Would you transcribe all of the data exactly, down to the last character?

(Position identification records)
--- begin ---
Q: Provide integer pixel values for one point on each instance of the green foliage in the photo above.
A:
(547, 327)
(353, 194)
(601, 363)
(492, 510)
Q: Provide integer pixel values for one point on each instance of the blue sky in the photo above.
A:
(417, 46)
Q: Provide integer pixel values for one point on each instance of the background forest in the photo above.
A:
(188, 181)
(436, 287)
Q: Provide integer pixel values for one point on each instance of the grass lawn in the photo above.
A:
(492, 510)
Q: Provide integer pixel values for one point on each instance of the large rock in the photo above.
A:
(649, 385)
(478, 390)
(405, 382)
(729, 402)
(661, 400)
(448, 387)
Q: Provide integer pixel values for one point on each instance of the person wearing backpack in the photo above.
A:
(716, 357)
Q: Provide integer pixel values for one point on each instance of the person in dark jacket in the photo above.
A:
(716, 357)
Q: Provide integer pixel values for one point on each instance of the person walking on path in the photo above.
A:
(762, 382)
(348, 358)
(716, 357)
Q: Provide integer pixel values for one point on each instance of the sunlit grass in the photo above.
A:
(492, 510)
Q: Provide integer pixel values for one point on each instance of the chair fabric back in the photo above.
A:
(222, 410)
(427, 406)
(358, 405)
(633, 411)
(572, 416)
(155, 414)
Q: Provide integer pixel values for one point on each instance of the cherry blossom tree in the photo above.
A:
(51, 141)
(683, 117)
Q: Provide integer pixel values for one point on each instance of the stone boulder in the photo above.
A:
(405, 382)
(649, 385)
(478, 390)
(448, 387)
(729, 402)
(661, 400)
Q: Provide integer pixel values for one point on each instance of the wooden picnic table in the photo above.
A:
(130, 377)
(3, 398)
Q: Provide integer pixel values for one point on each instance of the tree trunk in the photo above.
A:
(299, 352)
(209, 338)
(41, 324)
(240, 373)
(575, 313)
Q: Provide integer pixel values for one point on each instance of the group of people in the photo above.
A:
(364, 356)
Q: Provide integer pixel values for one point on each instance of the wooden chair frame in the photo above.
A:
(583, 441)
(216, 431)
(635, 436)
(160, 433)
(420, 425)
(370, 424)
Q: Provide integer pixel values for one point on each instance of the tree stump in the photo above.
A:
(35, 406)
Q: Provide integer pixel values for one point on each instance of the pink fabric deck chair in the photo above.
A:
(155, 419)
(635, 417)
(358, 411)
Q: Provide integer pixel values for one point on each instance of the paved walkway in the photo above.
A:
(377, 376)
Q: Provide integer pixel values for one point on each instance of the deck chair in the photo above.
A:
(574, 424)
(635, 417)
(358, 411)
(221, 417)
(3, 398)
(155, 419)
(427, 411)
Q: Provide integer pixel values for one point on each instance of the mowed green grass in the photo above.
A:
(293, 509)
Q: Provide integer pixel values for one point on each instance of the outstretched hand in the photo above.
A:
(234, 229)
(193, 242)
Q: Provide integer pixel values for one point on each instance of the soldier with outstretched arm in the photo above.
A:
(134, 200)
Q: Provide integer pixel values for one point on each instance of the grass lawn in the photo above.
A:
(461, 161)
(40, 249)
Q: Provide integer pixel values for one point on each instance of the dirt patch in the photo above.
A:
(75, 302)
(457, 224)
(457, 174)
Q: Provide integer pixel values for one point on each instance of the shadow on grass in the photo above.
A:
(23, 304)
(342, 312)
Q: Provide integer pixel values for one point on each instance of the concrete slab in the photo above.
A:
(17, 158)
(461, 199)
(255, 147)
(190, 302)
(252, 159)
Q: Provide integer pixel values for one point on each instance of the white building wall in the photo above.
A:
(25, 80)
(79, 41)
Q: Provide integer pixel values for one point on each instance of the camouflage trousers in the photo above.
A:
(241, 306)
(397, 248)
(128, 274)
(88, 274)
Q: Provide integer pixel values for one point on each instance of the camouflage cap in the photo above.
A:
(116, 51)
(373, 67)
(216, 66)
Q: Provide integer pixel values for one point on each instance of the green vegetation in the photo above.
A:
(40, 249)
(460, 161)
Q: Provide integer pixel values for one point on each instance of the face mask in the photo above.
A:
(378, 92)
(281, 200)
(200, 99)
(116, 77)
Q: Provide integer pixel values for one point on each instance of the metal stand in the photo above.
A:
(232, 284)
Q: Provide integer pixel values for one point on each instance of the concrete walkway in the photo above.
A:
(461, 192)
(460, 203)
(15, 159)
--- end ---
Final result>
Q: Provide integer pixel values for one point on each instance of the green foliage in the photo above.
A:
(547, 327)
(353, 194)
(601, 363)
(492, 510)
Q: Provide integer pixel values for one point on each instance of the blue sky in the photo above.
A:
(417, 46)
Q: Provide integer pixel values for one point on each instance of the background forest in the photo above.
A:
(188, 181)
(436, 287)
Q: Provide integer pixel values for one point on each instance of the grass lawn in the photo above.
A:
(492, 510)
Q: Provide integer pixel values for one point on each instance of the large rock in the photo above.
A:
(649, 385)
(478, 390)
(405, 382)
(729, 402)
(661, 400)
(448, 387)
Q: Provide integer pixel values for one point on each instance of the person wearing backpack in the photo above.
A:
(716, 357)
Q: Provide integer pixel values for one point on each instance of the person in dark jacket in the photo above.
A:
(716, 357)
Q: Provide integer pixel values for one point on each instance of the person walking on path in the photo above.
A:
(762, 382)
(348, 358)
(716, 357)
Q: Provide integer pixel values for one point on each instance of the sunlit grass in the photo above.
A:
(492, 510)
Q: Provide integer pixel values for one point on each instance of the chair fabric back in the photo above.
A:
(222, 410)
(427, 406)
(358, 405)
(633, 411)
(572, 416)
(155, 414)
Q: Provide integer pixel values for one point on each instance of the cherry blossom tree in the photo above.
A:
(51, 141)
(683, 117)
Q: Provide integer pixel values for one point on each instance of the stone boulder in the photo above.
A:
(405, 382)
(649, 385)
(478, 390)
(448, 387)
(729, 402)
(661, 400)
Q: Provide integer pixel values for one point on each instance of the wooden picnic table in the photo above.
A:
(130, 377)
(3, 398)
Q: Provide integer pixel values for one point on each instance of the tree trunk in the photo above.
A:
(299, 352)
(209, 338)
(41, 324)
(240, 373)
(575, 313)
Q: Provide integer pixel values for one point on each instance of the group of people in the photo above.
A:
(364, 356)
Q: Provide integer pixel values for one point on each instance of the wooden chair frame in the photo above.
A:
(583, 441)
(216, 431)
(635, 436)
(160, 433)
(420, 425)
(370, 424)
Q: Provide integer pixel values for one point on each instance of the tree stump in the photo above.
A:
(35, 406)
Q: Provide integer pixel values for one point on each instance of the pink fabric deck chair in the photo above.
A:
(155, 419)
(635, 417)
(358, 411)
Q: Provide integer pixel values for one point on each instance of the paved walkway in the photo above.
A:
(377, 376)
Q: Provide integer pixel values for one point on each instance of the deck chair in the photo above.
A:
(574, 424)
(635, 417)
(358, 411)
(221, 417)
(3, 398)
(155, 419)
(427, 411)
Q: Provide integer pixel values for one point on each instance of the mowed green grass in the photo above.
A:
(293, 509)
Q: Provide integer pixel values for one point on each instance of the outstretched hand in the photo above.
A:
(234, 229)
(193, 242)
Q: Provide integer pixel values for one point on each instance of the soldier with outstretched arm in the photo above.
A:
(134, 200)
Q: Provide integer pixel values for one point on each instance of the grass lawn in the photo above.
A:
(461, 161)
(40, 249)
Q: Provide integer pixel values for one point on each instance of the dirt patch in the photo above.
A:
(75, 302)
(457, 224)
(457, 174)
Q: Provide integer pixel values for one point on each instance of the shadow on grass in the photo above.
A:
(23, 304)
(342, 312)
Q: Provide integer pixel values for one point on each instance of the concrete slab in the photo above.
A:
(17, 158)
(461, 199)
(255, 147)
(190, 302)
(252, 159)
Q: Provide integer pixel values for one point on each instance of the white building wall in the photo above.
A:
(25, 80)
(79, 41)
Q: Provide integer pixel values for one point on each instance of the camouflage trousers in the photo above.
A:
(241, 306)
(397, 248)
(128, 274)
(88, 274)
Q: Provide integer pixel values for one point on each instance of the camouflage cap in the photo above.
A:
(116, 51)
(373, 67)
(216, 66)
Q: Provide integer pixel values for one point on each instance of the green vegetation in the photo above.
A:
(40, 249)
(460, 161)
Q: Provide integer pixel values for one point on each instance of the face mask in the photo above.
A:
(378, 92)
(281, 200)
(200, 99)
(116, 77)
Q: Provide integer pixel values for one point on each instance of the metal stand in the photo above.
A:
(232, 284)
Q: Provide integer pixel values for one point on each instance of the concrete walkway in the photo above.
A:
(461, 192)
(460, 203)
(15, 159)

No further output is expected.